Regardless of the antibiotic selected, predetermined outcome measures should be monitored closely for each patient to determine the success or failure of the therapeutic intervention. Oral antibiotics with broader antibacterial spectra (e.g., amoxicillin/clavulanate, fluoroquinolones, or azalides) that possess potent in vitro activity against sputum isolates are increasingly becoming first-line antibiotics as initial therapy for treatment of acute exacerbations of chronic bronchitis.^{22,28,33,34,37}

An important clinical outcome variable directing drug selection and criteria for beginning antibiotics in individual patients is the infection-free period when chronic bronchitics are off antibiotics. The actual length of the infection-free time period and the change in the number of physician office visits and hospital admissions with a particular antibiotic regimen are extremely important to identify, whenever possible, for each patient. The antibiotic regimen that results in the longest infection-free period defines the “regimen of choice” for specific patients for future acute exacerbations of their disease. Trials of prophylactic antibiotic use may provide a slight benefit in exacerbation rates; however, GOLD guidelines do not currently support this indication.²²

Antibiotics should be selected that are effective against responsible pathogens, demonstrate the least risk of drug interactions, and can be administered in a manner that promotes compliance. Antibiotics commonly used for treatment of these patients and their respective adult starting doses are listed in Table 85–3. Doses of antibiotics should be adjusted as needed to the desired clinical effect and the lowest incidence of acceptable side effects. A frequently used clinical strategy to enhance the duration of symptom-free periods incorporates higher-dose antibiotic regimens using the upper limit of the recommended daily antibiotic dose for a period of 5 to 7 days. More clinicians are electing to limit their antibiotic treatment regimen to 5 days as compelling data continue to support equal efficacy and possibly less side effects with short-duration antibiotic therapy versus longer treatment regimens (>7 days).³⁹

BRONCHIOLITIS

Epidemiology and Etiology

Bronchiolitis is an acute viral infection of the lower respiratory tract that affects approximately 50% of children during the first year of life and 100% by age 2 years. The occurrence of bronchiolitis peaks during the winter months and persists through early spring. Bronchiolitis remains the major reason for hospital admission during the first year of life. The incidence of bronchiolitis appears to be more common in males than in females.^40,41

Respiratory syncytial virus (RSV) is the most common cause of bronchiolitis, accounting for up to 75% of all cases. During epidemic periods, the incidence of RSV-induced bronchiolitis may approach 90% of cases. Other detectable viruses include parainfluenza, adenovirus, and influenza. Bacteria serve as secondary pathogens in a minority of cases.^40,42

Clinical Presentation

A prodrome suggesting an upper respiratory tract infection, usually lasting from 2 to 8 days, precedes the onset of clinical symptoms (Table 85–4). Due to limited oral intake because of coughing combined with fever, vomiting, and diarrhea, infants frequently are dehydrated. The increased work of breathing and tachypnea most likely further increase fluid loss. In most cases, this clinical picture persists between 3 and 7 days. Although the hospital course of bronchiolitic children often is variable, substantial clinical improvement usually is observed within the first 2 days, with gradual improvement and complete resolution sometimes requiring 4 to 8 weeks.

Listed entries

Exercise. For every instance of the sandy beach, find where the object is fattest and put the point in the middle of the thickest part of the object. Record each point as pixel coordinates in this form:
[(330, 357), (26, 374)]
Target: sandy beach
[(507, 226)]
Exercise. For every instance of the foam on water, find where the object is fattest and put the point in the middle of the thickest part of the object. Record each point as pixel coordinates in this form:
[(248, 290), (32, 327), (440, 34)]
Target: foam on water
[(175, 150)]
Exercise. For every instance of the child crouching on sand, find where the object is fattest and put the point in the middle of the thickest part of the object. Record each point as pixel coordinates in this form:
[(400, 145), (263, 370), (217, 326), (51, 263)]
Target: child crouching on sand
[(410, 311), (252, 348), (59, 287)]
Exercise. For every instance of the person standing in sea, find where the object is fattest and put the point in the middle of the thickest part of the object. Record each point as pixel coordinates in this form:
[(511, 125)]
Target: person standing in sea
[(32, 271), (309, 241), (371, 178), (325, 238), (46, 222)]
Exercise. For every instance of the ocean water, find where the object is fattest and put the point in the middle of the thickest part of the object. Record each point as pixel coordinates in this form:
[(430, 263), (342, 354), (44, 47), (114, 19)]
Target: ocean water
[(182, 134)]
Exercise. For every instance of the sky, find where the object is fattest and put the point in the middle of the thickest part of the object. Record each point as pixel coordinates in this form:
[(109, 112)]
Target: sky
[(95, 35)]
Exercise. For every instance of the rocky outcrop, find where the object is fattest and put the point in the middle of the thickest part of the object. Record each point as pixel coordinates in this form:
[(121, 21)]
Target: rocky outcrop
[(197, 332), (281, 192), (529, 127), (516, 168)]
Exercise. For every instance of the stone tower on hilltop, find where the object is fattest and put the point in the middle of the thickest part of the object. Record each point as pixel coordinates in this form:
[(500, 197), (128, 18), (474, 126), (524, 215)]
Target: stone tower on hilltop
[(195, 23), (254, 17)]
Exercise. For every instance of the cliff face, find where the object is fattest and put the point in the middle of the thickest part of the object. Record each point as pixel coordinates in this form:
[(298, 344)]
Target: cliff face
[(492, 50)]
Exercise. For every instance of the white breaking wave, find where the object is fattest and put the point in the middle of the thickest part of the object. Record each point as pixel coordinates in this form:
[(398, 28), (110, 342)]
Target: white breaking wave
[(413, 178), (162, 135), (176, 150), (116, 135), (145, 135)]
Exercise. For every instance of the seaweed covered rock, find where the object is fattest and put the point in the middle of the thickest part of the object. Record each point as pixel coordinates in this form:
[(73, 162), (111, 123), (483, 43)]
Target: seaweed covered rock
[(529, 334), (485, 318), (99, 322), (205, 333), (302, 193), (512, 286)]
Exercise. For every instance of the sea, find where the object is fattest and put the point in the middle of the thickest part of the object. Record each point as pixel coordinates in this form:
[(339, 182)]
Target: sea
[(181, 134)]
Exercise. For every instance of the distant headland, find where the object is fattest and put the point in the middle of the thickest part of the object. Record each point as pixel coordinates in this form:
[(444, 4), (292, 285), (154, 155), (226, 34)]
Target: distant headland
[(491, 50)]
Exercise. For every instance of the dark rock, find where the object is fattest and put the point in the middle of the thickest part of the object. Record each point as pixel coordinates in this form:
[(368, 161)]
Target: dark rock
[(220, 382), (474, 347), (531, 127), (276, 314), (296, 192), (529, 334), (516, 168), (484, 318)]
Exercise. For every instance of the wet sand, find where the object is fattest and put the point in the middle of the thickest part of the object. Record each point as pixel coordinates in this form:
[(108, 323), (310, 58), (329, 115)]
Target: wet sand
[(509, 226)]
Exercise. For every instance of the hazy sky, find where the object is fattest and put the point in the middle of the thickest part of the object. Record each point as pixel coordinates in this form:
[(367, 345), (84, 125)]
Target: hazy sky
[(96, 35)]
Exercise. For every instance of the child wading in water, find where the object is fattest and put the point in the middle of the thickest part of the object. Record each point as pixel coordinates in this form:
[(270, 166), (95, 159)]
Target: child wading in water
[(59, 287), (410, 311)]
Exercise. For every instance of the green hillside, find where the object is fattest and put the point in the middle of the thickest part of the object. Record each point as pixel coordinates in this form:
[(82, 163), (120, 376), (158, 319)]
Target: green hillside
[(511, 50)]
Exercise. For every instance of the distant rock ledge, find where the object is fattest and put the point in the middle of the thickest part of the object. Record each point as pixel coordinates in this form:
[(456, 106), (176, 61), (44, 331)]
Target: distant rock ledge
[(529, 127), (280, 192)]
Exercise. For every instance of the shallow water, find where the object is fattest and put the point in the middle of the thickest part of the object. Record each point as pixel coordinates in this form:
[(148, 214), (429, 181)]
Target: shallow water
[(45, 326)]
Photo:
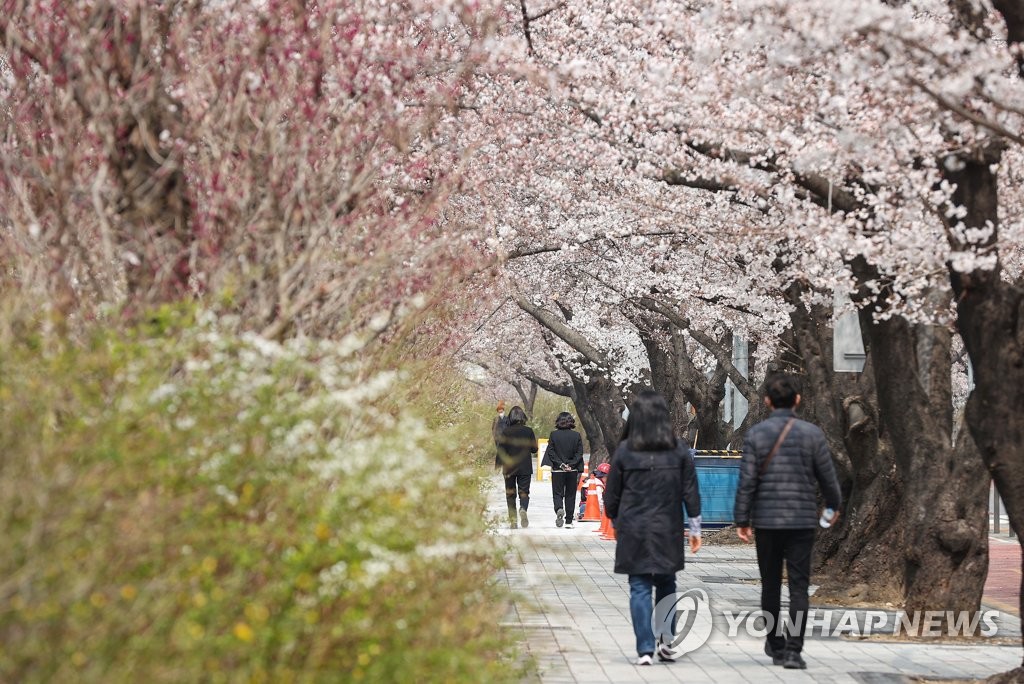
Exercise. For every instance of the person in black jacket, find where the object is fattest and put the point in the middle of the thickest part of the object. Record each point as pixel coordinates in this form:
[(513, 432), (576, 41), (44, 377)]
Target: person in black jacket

Description of the task
Answer these questions from the excerpt on bronchitis and bronchiolitis above:
(a) Which antibiotic regimen defines the "regimen of choice" for a specific patient?
(b) Up to what percentage of all bronchiolitis cases does respiratory syncytial virus account for?
(c) How long does the prodrome that precedes bronchiolitis symptoms usually last?

Reply
(a) The regimen that results in the longest infection-free period.
(b) Up to 75%.
(c) From 2 to 8 days.